> _What the task requires_
Would you return every entry below without a single difference?

> _Data excerpts_
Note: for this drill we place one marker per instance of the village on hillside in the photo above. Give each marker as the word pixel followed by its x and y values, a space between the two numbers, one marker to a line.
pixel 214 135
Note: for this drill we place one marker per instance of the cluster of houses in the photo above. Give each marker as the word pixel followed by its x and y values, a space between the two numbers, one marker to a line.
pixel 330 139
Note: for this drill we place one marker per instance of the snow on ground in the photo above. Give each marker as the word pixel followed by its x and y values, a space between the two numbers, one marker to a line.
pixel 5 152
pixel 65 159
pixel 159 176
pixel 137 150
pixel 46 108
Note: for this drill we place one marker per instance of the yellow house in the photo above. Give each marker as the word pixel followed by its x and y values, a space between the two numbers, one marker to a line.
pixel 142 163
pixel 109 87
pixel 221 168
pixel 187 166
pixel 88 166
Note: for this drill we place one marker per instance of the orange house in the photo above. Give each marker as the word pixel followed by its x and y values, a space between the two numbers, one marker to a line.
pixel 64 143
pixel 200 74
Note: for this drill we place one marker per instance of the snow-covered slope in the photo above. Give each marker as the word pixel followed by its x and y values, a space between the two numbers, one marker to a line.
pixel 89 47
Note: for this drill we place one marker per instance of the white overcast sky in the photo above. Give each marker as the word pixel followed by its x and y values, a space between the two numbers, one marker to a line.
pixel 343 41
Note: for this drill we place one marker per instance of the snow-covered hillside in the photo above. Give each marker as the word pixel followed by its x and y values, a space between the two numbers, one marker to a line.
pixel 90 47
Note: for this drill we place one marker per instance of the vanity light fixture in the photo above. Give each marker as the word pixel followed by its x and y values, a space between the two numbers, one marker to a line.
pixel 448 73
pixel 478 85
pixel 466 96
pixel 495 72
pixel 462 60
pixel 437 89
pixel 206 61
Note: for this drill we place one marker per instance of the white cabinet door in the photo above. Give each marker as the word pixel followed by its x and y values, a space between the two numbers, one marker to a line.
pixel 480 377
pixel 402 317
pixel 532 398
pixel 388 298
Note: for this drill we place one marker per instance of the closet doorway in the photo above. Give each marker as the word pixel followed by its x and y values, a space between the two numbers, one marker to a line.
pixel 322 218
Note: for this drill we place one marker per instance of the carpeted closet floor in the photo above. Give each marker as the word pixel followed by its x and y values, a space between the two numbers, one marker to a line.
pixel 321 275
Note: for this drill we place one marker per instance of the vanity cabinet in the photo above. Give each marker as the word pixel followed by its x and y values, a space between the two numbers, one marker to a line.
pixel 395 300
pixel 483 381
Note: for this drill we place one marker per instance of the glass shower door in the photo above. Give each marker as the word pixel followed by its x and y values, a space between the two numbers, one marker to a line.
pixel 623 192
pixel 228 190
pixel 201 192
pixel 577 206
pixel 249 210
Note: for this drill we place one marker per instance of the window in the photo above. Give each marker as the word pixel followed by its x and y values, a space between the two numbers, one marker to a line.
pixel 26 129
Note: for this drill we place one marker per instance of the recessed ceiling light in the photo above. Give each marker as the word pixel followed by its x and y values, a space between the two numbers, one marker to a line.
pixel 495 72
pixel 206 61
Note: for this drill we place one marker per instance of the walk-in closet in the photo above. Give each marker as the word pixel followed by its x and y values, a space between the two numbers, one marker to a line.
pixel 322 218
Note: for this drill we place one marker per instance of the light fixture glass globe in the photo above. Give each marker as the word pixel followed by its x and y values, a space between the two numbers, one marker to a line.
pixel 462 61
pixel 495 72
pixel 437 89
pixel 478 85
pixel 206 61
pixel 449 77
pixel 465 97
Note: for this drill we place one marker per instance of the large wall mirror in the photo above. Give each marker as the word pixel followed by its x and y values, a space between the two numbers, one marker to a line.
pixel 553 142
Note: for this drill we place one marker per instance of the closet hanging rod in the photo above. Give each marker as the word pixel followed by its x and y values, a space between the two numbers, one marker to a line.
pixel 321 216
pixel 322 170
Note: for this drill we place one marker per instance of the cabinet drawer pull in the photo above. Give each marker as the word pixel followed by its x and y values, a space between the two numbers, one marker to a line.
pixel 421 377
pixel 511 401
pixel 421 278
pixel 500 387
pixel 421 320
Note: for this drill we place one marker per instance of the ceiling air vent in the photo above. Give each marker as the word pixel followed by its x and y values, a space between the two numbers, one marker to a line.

> _Response area_
Note: for this drill we place one marker per instance of the village on hillside in the photo above. Give each marker as the word pixel followed by its x and y values, a space between the two numbers, one marker to a line.
pixel 214 135
Note: for this drill we place one marker per instance of the cluster of houses in the photo above. Give each marker as the word pixel followed by its x and y values, a space between the two numbers, one marker to a line.
pixel 330 139
Note: for this drill we place one marker per instance of the snow on ground in the photo above. Give each marker as the word pixel followed by its x and y values, a space between the two numbers, one marker to a line.
pixel 5 152
pixel 65 159
pixel 159 176
pixel 137 150
pixel 46 108
Note: for this drill we place one marker per instance of the yellow house in the photo above. Give each marker as the word pixel followed by its x and y values, a space between the two numbers, one marker to a line.
pixel 142 163
pixel 109 87
pixel 221 168
pixel 187 166
pixel 88 166
Note: for this drill we place one marker per instance of the orange house in the photo above. Give each marker as the word pixel followed by its x and y values, a space between the two numbers, one marker to a line.
pixel 64 143
pixel 200 74
Note: for this drill we place one marker per instance of the snow-covered slope in the photo above. Give each marker as the word pixel followed by its x and y values, a space between the two numbers, one marker to a line.
pixel 89 47
Note: for this drill we place one marker per instance of the white overcast sky in the photo above. Give each marker as the word pixel followed by its x and y values, a space between the two numbers, one marker to a line.
pixel 343 41
Note: for this drill we place one marker per instance of the snow-covered hillside in the photo above. Give each marker as the word pixel followed by its x and y values, a space between the two numbers, one marker to a line.
pixel 90 47
Note: for this drill we place one marker per instance of the vanity light fixture in the photo above. Give each marker as the word pixel followed by its x and y values, a space between the two numbers, one marker to a line.
pixel 448 73
pixel 478 85
pixel 466 96
pixel 495 72
pixel 462 60
pixel 437 89
pixel 206 61
Note: for this drill we place one marker per instance of the white cabinet door in the photo above. Give each marker as the word pixel followed by its x and y values, a space between the two numbers, one marker to a line.
pixel 480 377
pixel 402 317
pixel 532 398
pixel 388 298
Note: for this drill we place one marker per instance of the closet doorway in the photo above. Give each marker as the word pixel followed by its x and y values, a space between the two numbers, one marker to a line.
pixel 322 218
Note: for this drill we place one marker per instance of the carpeted closet floor in the photo above. Give each marker as the word pixel followed by its x and y values, a space between the two numbers, one marker to a line.
pixel 321 275
Note: for this drill we place one marker per instance of the vanity cabinet in the photo above. Give each marker as the word pixel followed by its x and y values, a space between the two numbers, one marker to a line.
pixel 395 300
pixel 483 381
Note: for this drill we place one marker per instance of the glass shower door in the photo above. Give each marker as the word pixel followed by its x and y values, a space between the two numbers, one marker to a line.
pixel 623 192
pixel 228 190
pixel 201 192
pixel 577 206
pixel 249 210
Note: for this drill we place one marker per instance of the window in the photo above. Give each marker as the word pixel followed by its x and y values, a space between the two numbers, one marker to a line.
pixel 26 129
Note: for this drill we place one marker per instance of the recessed ceiling light in the photo above. Give each marker as the word pixel followed by its x and y values, a space between the two numbers, one marker to a line.
pixel 495 72
pixel 206 61
Note: for this drill we place one marker per instance of the walk-in closet in the photo above. Give each marker as the word pixel followed by its x and y values, a space between the two numbers, one marker to a line.
pixel 322 218
Note: for this drill we place one marker per instance of the light fixture glass globe in the photo above. Give each marker as the word pixel followed by its x and y values, a space between the two numbers, one marker to a line.
pixel 462 61
pixel 495 72
pixel 437 89
pixel 478 85
pixel 206 61
pixel 449 77
pixel 465 97
Note: for this drill we place one marker per instance of the large wall mirror in the photo above. Give each marker as the word pixel followed by its x and y values, a space between the two numbers, one marker to a line.
pixel 553 142
Note: for this drill we place one marker per instance of the closet hanging rod in the photo above. Give each marker as the word pixel followed by its x and y values, a space between the two numbers, one marker to a line.
pixel 321 216
pixel 322 170
Note: for this drill we place one marker per instance of the cabinet drawer pull in the photo above. Give each marker as the word pixel followed by its x and y values, a space between the two numbers, one marker to a line.
pixel 421 377
pixel 511 401
pixel 421 278
pixel 500 387
pixel 421 320
Note: for this drill we place one marker per instance of the ceiling air vent in the photo above. Give each marker as the word pixel followed by its x and y values, a space between the two numbers, one marker to a line.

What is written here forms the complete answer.